Tarefa curta A – Reproduza sem nenhuma mudança tudo o que está nas linhas de anotação de contornos, da linha que contém "segment **butterfly antenna**, all instances" até a que contém "155 83 L 152", incluindo as duas.
Tarefa curta B – Retome a reportagem sobre William Eimicke logo depois da última frase mostrada e siga escrevendo a partir dali.

:: Trecho da fonte ::

Publicado em 2 de agosto de 2018 às 05h00.

Última atualização em 2 de agosto de 2018 às 05h00.

Aos 69 anos, o gestor público americano William Eimicke tem um currículo invejável. Nos anos 80, foi o responsável pela construção de mais de 200 000 casas populares no estado de Nova York, onde serviu como uma espécie de braço direito do então governador democrata, Mario Cuomo. Em seguida, na gestão do também democrata Bill Clinton na Casa Branca, Eimicke chefiou uma equipe responsável por mudar a lei habitacional, dando mais poder a estados e municípios. Nos anos 2000, trabalhou com o prefeito republicano de Nova York Michael Bloomberg numa reforma administrativa do departamento de bombeiros, que deixaram de somente “apagar incêndios” e focaram tecnologias de prevenção, uma inovação eleita entre as 50 melhores em governos nos Estados Unidos pela Escola de Negócios da Universidade Harvard em 2008 e 2009. Atualmente, -Eimicke é professor na Escola de Assuntos Internacionais e Públicos da Universidade Colúmbia, em Nova York, onde montou um centro de educação executiva para gestores públicos. Em 2018, lançou Social Value Investing (“Investimento de valor social”, numa tradução livre). No livro, ele analisa como a gestão pública pode aproveitar o conceito de investimento de valor, usado por Warren Buffett, terceiro homem mais rico do planeta, com uma fortuna de 69 bilhões de dólares. A obra foi escrita em parceria com Howard W. Buffett, neto do guru por trás do fundo de investimento Berkshire Hathaway e seu colega nos cursos de gestão em Colúmbia. Eimicke recebeu EXAME em seu escritório, em Nova York, para a entrevista a seguir.

:::
:: Registros ::

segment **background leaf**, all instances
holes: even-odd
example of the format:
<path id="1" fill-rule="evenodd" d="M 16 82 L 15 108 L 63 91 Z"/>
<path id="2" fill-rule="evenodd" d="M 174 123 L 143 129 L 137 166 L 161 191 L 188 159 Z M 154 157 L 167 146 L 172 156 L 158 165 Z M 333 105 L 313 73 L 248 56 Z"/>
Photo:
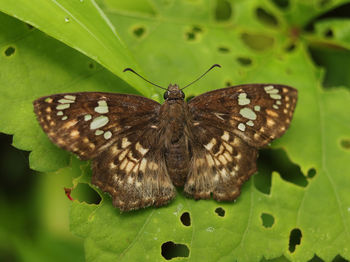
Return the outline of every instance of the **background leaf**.
<path id="1" fill-rule="evenodd" d="M 78 2 L 65 6 L 76 16 L 81 11 L 75 6 Z M 100 203 L 88 204 L 86 197 L 75 197 L 70 228 L 84 239 L 86 260 L 137 261 L 140 254 L 148 261 L 171 257 L 186 261 L 203 257 L 207 261 L 350 259 L 349 82 L 344 67 L 341 81 L 334 84 L 335 65 L 343 65 L 343 61 L 334 58 L 333 50 L 341 47 L 347 51 L 350 24 L 347 18 L 322 18 L 333 8 L 346 8 L 348 5 L 340 6 L 346 2 L 138 0 L 136 5 L 99 1 L 102 17 L 108 17 L 101 26 L 110 30 L 112 26 L 106 22 L 110 21 L 137 61 L 135 65 L 152 81 L 184 86 L 219 63 L 223 68 L 187 88 L 187 97 L 227 85 L 262 82 L 296 87 L 299 101 L 291 128 L 272 145 L 283 150 L 261 152 L 259 173 L 244 185 L 234 203 L 186 199 L 179 189 L 175 201 L 166 207 L 121 214 L 97 188 Z M 94 2 L 88 6 L 89 14 L 100 10 Z M 9 8 L 7 4 L 0 5 L 0 10 L 5 8 Z M 17 17 L 23 20 L 30 15 L 15 6 L 11 10 L 7 13 L 21 14 Z M 44 18 L 54 25 L 43 23 Z M 69 161 L 67 153 L 48 142 L 35 122 L 31 101 L 68 91 L 135 93 L 133 87 L 150 96 L 153 89 L 141 89 L 123 78 L 131 87 L 92 61 L 120 76 L 106 62 L 105 50 L 74 36 L 82 34 L 79 27 L 61 32 L 64 23 L 54 22 L 46 14 L 39 15 L 38 23 L 30 20 L 91 58 L 6 15 L 0 19 L 6 25 L 0 36 L 0 108 L 5 112 L 0 115 L 0 130 L 15 134 L 15 146 L 32 151 L 31 167 L 36 170 L 47 172 L 69 164 L 58 172 L 74 177 L 74 193 L 79 185 L 89 183 L 89 166 Z M 94 16 L 91 21 L 84 20 L 84 25 L 95 32 L 98 27 L 93 21 Z M 100 39 L 112 39 L 106 44 L 118 49 L 114 55 L 123 53 L 122 46 L 113 42 L 113 31 L 108 30 L 96 34 Z M 315 48 L 319 46 L 321 51 Z M 330 55 L 322 60 L 323 50 Z M 313 59 L 325 66 L 326 77 Z M 115 68 L 125 66 L 123 63 Z M 323 83 L 333 88 L 324 90 Z M 158 91 L 154 94 L 153 98 L 159 99 Z M 271 174 L 274 170 L 280 174 Z"/>

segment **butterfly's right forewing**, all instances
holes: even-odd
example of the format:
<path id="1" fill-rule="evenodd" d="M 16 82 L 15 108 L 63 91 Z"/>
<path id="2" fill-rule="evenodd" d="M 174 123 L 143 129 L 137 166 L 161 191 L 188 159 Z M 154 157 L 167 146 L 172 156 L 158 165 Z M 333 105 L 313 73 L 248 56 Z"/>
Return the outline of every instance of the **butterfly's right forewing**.
<path id="1" fill-rule="evenodd" d="M 81 159 L 92 159 L 92 183 L 123 211 L 164 205 L 175 196 L 154 128 L 159 108 L 144 97 L 98 92 L 34 101 L 49 138 Z"/>

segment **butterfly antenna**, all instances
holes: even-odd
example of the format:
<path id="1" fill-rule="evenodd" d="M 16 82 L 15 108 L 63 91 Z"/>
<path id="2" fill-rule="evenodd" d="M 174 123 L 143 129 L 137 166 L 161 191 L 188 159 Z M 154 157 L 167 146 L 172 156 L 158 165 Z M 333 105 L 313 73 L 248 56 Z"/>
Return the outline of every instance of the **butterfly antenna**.
<path id="1" fill-rule="evenodd" d="M 155 83 L 152 83 L 151 81 L 147 80 L 146 78 L 144 78 L 144 77 L 141 76 L 140 74 L 136 73 L 136 72 L 135 72 L 133 69 L 131 69 L 131 68 L 125 68 L 125 69 L 123 70 L 123 72 L 126 72 L 126 71 L 130 71 L 130 72 L 134 73 L 135 75 L 137 75 L 138 77 L 142 78 L 143 80 L 145 80 L 146 82 L 150 83 L 151 85 L 154 85 L 154 86 L 159 87 L 159 88 L 161 88 L 161 89 L 167 90 L 166 88 L 161 87 L 161 86 L 159 86 L 159 85 L 156 85 Z"/>
<path id="2" fill-rule="evenodd" d="M 207 73 L 209 73 L 210 70 L 212 70 L 214 67 L 220 67 L 221 68 L 221 65 L 218 65 L 218 64 L 214 64 L 212 65 L 204 74 L 202 74 L 200 77 L 198 77 L 196 80 L 192 81 L 191 83 L 189 83 L 187 86 L 181 88 L 182 89 L 185 89 L 186 87 L 192 85 L 193 83 L 197 82 L 199 79 L 201 79 L 203 76 L 205 76 Z"/>

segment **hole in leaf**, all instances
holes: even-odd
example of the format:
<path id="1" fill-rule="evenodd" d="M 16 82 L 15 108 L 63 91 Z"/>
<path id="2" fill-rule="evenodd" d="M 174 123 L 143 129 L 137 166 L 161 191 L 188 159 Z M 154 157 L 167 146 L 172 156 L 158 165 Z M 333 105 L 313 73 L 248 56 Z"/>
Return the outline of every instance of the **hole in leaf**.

:::

Saída esperada A –
segment **butterfly antenna**, all instances
holes: even-odd
example of the format:
<path id="1" fill-rule="evenodd" d="M 16 82 L 15 108 L 63 91 Z"/>
<path id="2" fill-rule="evenodd" d="M 174 123 L 143 129 L 137 166 L 161 191 L 188 159 Z M 154 157 L 167 146 L 172 156 L 158 165 Z M 333 105 L 313 73 L 248 56 Z"/>
Return the outline of every instance of the **butterfly antenna**.
<path id="1" fill-rule="evenodd" d="M 155 83 L 152 83 L 151 81 L 147 80 L 146 78 L 144 78 L 144 77 L 141 76 L 140 74 L 136 73 L 136 72 L 135 72 L 133 69 L 131 69 L 131 68 L 125 68 L 125 69 L 123 70 L 123 72 L 126 72 L 126 71 L 130 71 L 130 72 L 134 73 L 135 75 L 137 75 L 138 77 L 142 78 L 143 80 L 145 80 L 146 82 L 150 83 L 151 85 L 154 85 L 154 86 L 159 87 L 159 88 L 161 88 L 161 89 L 167 90 L 166 88 L 161 87 L 161 86 L 159 86 L 159 85 L 156 85 Z"/>

Saída esperada B –
Como a receita do fundo Berkshire Hathaway, de Warren Buffett, pode melhorar a gestão pública?

O fundo sob a gestão de Buffett é reconhecido por manter uma visão de longo prazo nos investimentos em que entra. Ou seja, pouco se atenta ao sobe e desce do mercado na hora de tomar decisões. Essa lógica, chamada de investimento de valor, Buffett aprendeu na universidade, aqui em Colúmbia, na metade do século passado. No meu livro, adoto essa filosofia para os desafios da sociedade do século 21. A mensagem principal é: a humanidade ficou complexa demais para o governo resolver tudo sozinho. A melhor estratégia é ter parcerias de longo prazo com a iniciativa privada, o terceiro setor e a filantropia na hora de atacar os problemas comuns a todos. É o que chamo de investimento de valor social.

Como criar investimento de valor social juntando tantos interesses diferentes?

O essencial é ter cinco elementos, que chamo de 5 Ps: people, isto é, pessoas engajadas na solução do problema; place, termo que define o escopo territorial de atuação; process, ou seja, métodos bem definidos de execução; portfolio, que é a diversificação dos recursos e dos riscos num projeto; e performance, o que significa que há uma avaliação constante dos resultados. Quando existe sintonia entre todos os envolvidos em relação a esses cinco pontos, a chance de as mudanças acontecerem é significativa.

Onde estão os melhores exemplos dessas parcerias?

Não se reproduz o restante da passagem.